Three Irish Whiskeys that Aren't Jameson March 14 2019, 6 Comments

Nothing against Jameson - it's great - but Ireland makes other whiskeys, too, and in the interests of exploration and fairness, you owe it to yourself - and the Irish people - to try a few others. Here's what I've got on my Irish Whiskey shelf at the moment.

Three Irish Whiskeys that Aren't Jameson
Redbreast 12 Cask Strength

Redbreast 12-Year, Cask Strength
Okay, so Redbreast isn't actually Jameson, but it is made in the same facility (Irish Distillers in County Cork). The two differ in ways that are illustrative of some key concepts in Irish Whiskey.

  • Distillation process: Redbreast is a single pot still Irish whiskey, while Jameson is a blend of of both pot-distilled malt whiskey and column-distilled grain whiskey. Single Pot Still Irish Whiskey is a legal designation in Ireland which requires the whiskey in question be made of at least 30% malted barley and 30% un-malted barley and made in a traditional pot still, while some of the whiskey blend in  Jameson is made in newer, more efficient column stills.

Given records:
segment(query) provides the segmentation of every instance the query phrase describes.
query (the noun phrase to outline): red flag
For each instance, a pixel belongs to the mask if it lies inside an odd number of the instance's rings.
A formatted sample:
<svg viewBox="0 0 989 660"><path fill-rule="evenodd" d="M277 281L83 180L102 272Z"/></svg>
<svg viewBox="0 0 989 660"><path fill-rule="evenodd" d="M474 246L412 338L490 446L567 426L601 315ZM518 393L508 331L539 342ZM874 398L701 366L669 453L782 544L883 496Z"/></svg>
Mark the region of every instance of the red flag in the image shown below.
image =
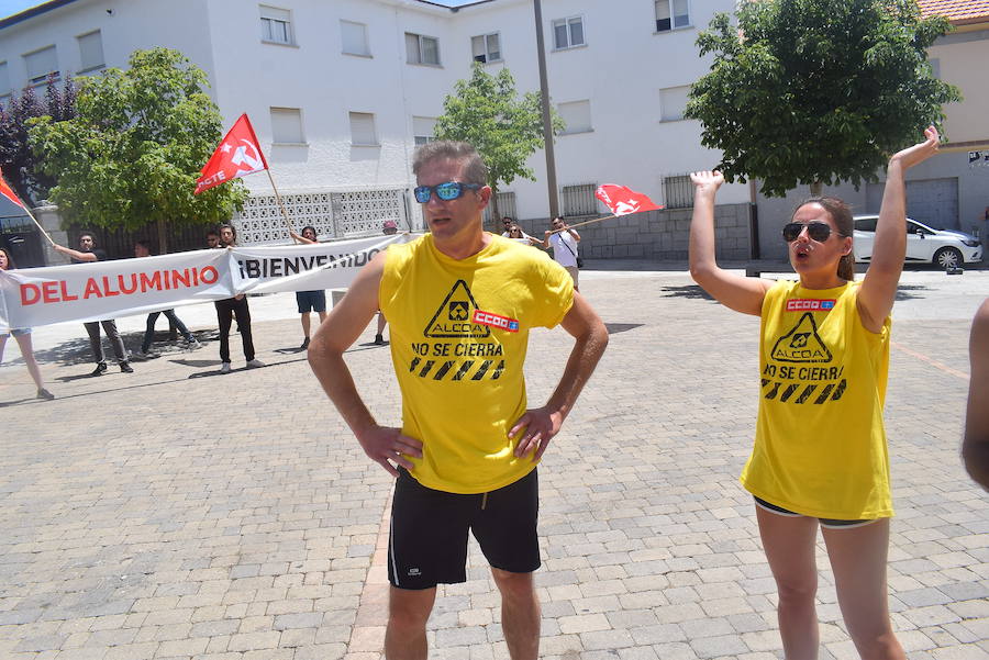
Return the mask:
<svg viewBox="0 0 989 660"><path fill-rule="evenodd" d="M653 200L643 193L630 190L624 186L615 186L614 183L598 186L594 197L604 202L604 205L611 209L611 212L615 215L663 209L663 206L654 203Z"/></svg>
<svg viewBox="0 0 989 660"><path fill-rule="evenodd" d="M258 144L247 113L242 114L213 152L209 163L203 166L202 176L196 181L193 194L232 179L268 169L268 163Z"/></svg>
<svg viewBox="0 0 989 660"><path fill-rule="evenodd" d="M10 186L7 184L7 181L3 180L3 172L2 172L2 171L0 171L0 194L2 194L2 195L5 197L7 199L9 199L9 200L12 201L13 203L15 203L15 204L16 204L18 206L20 206L21 209L23 209L23 210L25 210L25 211L27 210L27 206L24 205L24 202L22 202L20 199L18 199L18 193L14 192L14 191L10 188Z"/></svg>

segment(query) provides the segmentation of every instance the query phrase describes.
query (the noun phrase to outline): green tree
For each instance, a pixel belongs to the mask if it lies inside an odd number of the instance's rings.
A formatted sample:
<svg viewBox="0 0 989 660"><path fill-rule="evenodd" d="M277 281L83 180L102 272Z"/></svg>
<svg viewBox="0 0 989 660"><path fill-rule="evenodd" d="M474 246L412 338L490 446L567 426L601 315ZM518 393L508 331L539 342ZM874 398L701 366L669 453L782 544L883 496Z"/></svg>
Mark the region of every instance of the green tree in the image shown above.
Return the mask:
<svg viewBox="0 0 989 660"><path fill-rule="evenodd" d="M551 109L553 134L564 130L564 121ZM507 68L492 76L478 63L469 80L457 80L454 93L443 101L443 116L436 120L438 139L470 143L488 166L492 217L498 210L498 190L522 177L535 180L525 161L544 146L543 104L538 92L519 98L515 80Z"/></svg>
<svg viewBox="0 0 989 660"><path fill-rule="evenodd" d="M915 0L743 0L737 25L718 14L697 40L714 64L686 116L723 153L729 181L760 179L770 197L800 183L857 188L960 100L926 56L948 29L921 20Z"/></svg>
<svg viewBox="0 0 989 660"><path fill-rule="evenodd" d="M42 118L31 146L57 179L51 199L67 222L135 230L225 221L246 190L240 180L193 195L196 179L221 138L205 74L168 48L135 51L126 70L80 79L78 116Z"/></svg>
<svg viewBox="0 0 989 660"><path fill-rule="evenodd" d="M38 116L51 116L56 122L76 116L76 87L71 78L59 88L54 75L49 76L42 98L29 86L7 104L0 104L0 169L18 197L31 205L45 199L55 184L54 177L41 171L27 144L31 120Z"/></svg>

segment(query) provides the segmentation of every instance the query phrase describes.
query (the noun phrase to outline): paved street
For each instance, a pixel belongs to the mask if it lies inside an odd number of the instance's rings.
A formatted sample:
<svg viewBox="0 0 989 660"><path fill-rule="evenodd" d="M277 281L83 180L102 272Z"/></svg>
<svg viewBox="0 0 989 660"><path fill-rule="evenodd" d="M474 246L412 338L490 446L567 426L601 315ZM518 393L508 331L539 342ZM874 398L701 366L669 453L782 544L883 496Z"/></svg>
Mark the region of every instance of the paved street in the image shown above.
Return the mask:
<svg viewBox="0 0 989 660"><path fill-rule="evenodd" d="M768 277L768 276L767 276ZM897 517L893 624L912 660L989 657L989 495L962 468L968 327L989 271L908 272L894 310L887 429ZM781 658L775 585L737 481L758 395L758 320L684 272L582 271L611 344L540 468L547 660ZM304 360L295 299L252 299L258 357L220 376L216 342L91 370L80 324L37 328L57 399L38 402L8 342L0 368L0 659L378 660L391 478ZM180 309L202 339L212 305ZM140 346L143 317L121 320ZM165 320L159 320L164 331ZM382 423L399 423L373 329L348 354ZM536 331L531 402L569 337ZM11 363L13 361L13 363ZM820 566L826 566L819 545ZM432 658L508 658L499 601L441 588ZM830 572L824 659L857 658Z"/></svg>

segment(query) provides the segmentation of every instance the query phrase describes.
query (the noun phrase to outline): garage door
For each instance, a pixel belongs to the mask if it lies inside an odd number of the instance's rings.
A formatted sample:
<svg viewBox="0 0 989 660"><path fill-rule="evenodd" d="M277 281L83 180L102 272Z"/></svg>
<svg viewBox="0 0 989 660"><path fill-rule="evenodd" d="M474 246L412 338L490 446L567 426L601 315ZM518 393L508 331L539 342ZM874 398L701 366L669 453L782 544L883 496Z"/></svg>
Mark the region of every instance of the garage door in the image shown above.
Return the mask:
<svg viewBox="0 0 989 660"><path fill-rule="evenodd" d="M870 213L879 213L882 183L868 187ZM958 228L958 179L907 181L907 215L935 230Z"/></svg>

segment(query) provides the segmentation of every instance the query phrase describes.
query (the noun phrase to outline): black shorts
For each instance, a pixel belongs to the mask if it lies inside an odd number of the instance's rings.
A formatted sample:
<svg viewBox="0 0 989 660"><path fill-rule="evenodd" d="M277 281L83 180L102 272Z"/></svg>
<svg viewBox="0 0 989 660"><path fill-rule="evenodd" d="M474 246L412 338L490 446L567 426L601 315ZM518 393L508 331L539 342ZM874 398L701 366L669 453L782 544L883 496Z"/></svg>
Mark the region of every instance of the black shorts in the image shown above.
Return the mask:
<svg viewBox="0 0 989 660"><path fill-rule="evenodd" d="M299 304L299 313L308 314L326 311L325 291L296 291L296 302Z"/></svg>
<svg viewBox="0 0 989 660"><path fill-rule="evenodd" d="M753 495L753 499L756 501L756 506L762 506L766 511L771 511L773 513L778 513L779 515L788 516L788 517L813 517L813 516L804 516L801 513L794 513L789 508L784 508L782 506L777 506L771 502L766 502L762 497L756 497ZM858 527L862 525L868 525L869 523L875 523L879 518L870 518L870 519L862 519L862 521L843 521L841 518L818 518L821 523L821 527L826 527L827 529L836 529L836 528L848 528L848 527Z"/></svg>
<svg viewBox="0 0 989 660"><path fill-rule="evenodd" d="M425 488L399 468L388 581L399 589L466 582L468 530L492 567L531 573L540 568L538 491L536 470L497 491L462 495Z"/></svg>

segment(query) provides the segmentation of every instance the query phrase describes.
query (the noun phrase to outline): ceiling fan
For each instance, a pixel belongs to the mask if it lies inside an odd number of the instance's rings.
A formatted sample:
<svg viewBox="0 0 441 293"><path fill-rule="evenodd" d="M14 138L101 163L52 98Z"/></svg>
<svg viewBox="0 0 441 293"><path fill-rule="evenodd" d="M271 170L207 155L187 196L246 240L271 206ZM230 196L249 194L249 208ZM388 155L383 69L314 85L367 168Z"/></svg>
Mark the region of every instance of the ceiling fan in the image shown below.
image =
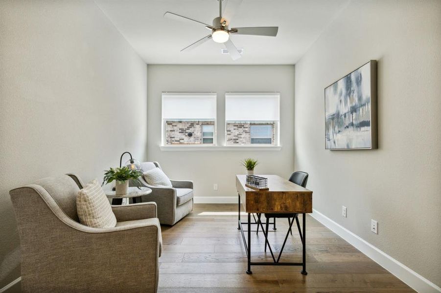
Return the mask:
<svg viewBox="0 0 441 293"><path fill-rule="evenodd" d="M207 23L193 20L186 16L180 15L167 11L164 14L164 17L188 22L195 21L205 26L208 29L211 31L211 33L202 39L197 41L192 44L187 46L181 50L183 52L194 49L196 47L205 43L210 39L216 42L223 43L228 50L228 52L233 60L240 58L241 55L236 46L230 38L231 35L251 35L253 36L266 36L276 37L279 30L278 26L251 26L248 27L233 27L229 28L229 24L235 12L242 2L242 0L232 1L230 0L218 0L219 1L219 17L213 20L213 24L210 25ZM226 2L227 4L222 11L222 2Z"/></svg>

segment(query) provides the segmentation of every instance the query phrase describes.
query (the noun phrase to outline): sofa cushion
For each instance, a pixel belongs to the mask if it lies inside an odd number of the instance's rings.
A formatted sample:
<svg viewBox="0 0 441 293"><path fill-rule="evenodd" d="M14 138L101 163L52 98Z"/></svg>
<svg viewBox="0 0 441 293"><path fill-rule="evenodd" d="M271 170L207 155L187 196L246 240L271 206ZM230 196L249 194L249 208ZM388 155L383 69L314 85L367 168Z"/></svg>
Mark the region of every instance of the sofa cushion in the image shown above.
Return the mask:
<svg viewBox="0 0 441 293"><path fill-rule="evenodd" d="M193 198L193 189L189 188L176 188L176 205L180 206Z"/></svg>
<svg viewBox="0 0 441 293"><path fill-rule="evenodd" d="M141 163L141 170L143 172L154 169L158 167L153 162L144 162Z"/></svg>
<svg viewBox="0 0 441 293"><path fill-rule="evenodd" d="M172 187L171 181L160 168L155 168L144 172L144 180L152 186Z"/></svg>
<svg viewBox="0 0 441 293"><path fill-rule="evenodd" d="M110 228L116 225L109 200L96 179L78 191L76 208L81 224L95 228Z"/></svg>

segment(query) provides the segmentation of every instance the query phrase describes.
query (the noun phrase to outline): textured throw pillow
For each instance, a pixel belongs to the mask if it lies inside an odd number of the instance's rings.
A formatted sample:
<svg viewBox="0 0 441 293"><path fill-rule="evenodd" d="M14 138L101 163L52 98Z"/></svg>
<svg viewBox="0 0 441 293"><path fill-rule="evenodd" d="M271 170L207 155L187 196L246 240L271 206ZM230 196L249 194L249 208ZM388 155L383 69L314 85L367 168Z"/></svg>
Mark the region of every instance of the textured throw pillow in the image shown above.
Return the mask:
<svg viewBox="0 0 441 293"><path fill-rule="evenodd" d="M172 187L171 181L160 168L155 168L145 171L144 179L152 186Z"/></svg>
<svg viewBox="0 0 441 293"><path fill-rule="evenodd" d="M78 191L76 209L81 224L90 227L110 228L116 225L109 200L96 179Z"/></svg>

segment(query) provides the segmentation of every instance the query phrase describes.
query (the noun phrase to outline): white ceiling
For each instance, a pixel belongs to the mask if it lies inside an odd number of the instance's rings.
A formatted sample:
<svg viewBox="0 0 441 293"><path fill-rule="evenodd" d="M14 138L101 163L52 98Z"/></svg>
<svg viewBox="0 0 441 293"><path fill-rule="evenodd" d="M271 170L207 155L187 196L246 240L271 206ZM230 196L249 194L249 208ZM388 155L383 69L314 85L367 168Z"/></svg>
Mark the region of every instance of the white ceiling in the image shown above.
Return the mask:
<svg viewBox="0 0 441 293"><path fill-rule="evenodd" d="M234 0L229 0L230 1ZM230 27L279 27L277 37L233 35L243 48L233 61L222 44L209 40L189 52L181 49L209 31L203 25L162 17L166 11L211 24L217 0L95 0L147 64L294 64L348 0L243 0Z"/></svg>

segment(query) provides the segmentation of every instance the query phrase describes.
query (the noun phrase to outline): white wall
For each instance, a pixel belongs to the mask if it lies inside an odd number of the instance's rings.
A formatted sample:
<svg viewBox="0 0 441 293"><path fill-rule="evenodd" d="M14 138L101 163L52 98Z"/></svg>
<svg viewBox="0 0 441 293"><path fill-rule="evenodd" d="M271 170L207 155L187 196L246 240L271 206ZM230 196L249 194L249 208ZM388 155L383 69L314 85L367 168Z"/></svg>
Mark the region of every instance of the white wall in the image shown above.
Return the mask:
<svg viewBox="0 0 441 293"><path fill-rule="evenodd" d="M441 1L353 1L296 64L295 111L295 167L309 173L314 208L439 286L440 48ZM325 150L324 89L370 59L379 148Z"/></svg>
<svg viewBox="0 0 441 293"><path fill-rule="evenodd" d="M145 158L147 69L93 1L1 1L0 30L1 288L20 275L8 191Z"/></svg>
<svg viewBox="0 0 441 293"><path fill-rule="evenodd" d="M256 172L288 177L294 168L293 65L149 65L147 158L157 161L169 177L194 181L195 196L237 196L240 161L251 157ZM280 92L280 150L162 151L161 92L217 93L217 142L225 143L226 91ZM219 190L213 190L213 184Z"/></svg>

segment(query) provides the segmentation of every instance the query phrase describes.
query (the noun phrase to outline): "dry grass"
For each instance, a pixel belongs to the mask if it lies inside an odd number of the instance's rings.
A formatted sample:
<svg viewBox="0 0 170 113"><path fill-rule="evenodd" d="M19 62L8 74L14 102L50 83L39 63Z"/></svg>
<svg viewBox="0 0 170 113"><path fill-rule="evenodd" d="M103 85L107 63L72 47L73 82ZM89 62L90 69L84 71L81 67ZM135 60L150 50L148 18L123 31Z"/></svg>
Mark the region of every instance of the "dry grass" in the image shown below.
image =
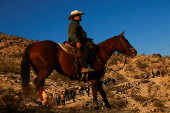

Tasks to complete:
1. In the Irish whiskey post, what minimum share of malted barley does the Single Pot Still Irish Whiskey designation require?
2. Transcribe the part of the Irish whiskey post starting at "Redbreast 12-Year, Cask" and ending at "efficient column stills.".

Answer section:
1. At least 30% malted barley.

2.
Redbreast 12-Year, Cask Strength
Okay, so Redbreast isn't actually Jameson, but it is made in the same facility (Irish Distillers in County Cork). The two differ in ways that are illustrative of some key concepts in Irish Whiskey.

  • Distillation process: Redbreast is a single pot still Irish whiskey, while Jameson is a blend of of both pot-distilled malt whiskey and column-distilled grain whiskey. Single Pot Still Irish Whiskey is a legal designation in Ireland which requires the whiskey in question be made of at least 30% malted barley and 30% un-malted barley and made in a traditional pot still, while some of the whiskey blend in  Jameson is made in newer, more efficient column stills.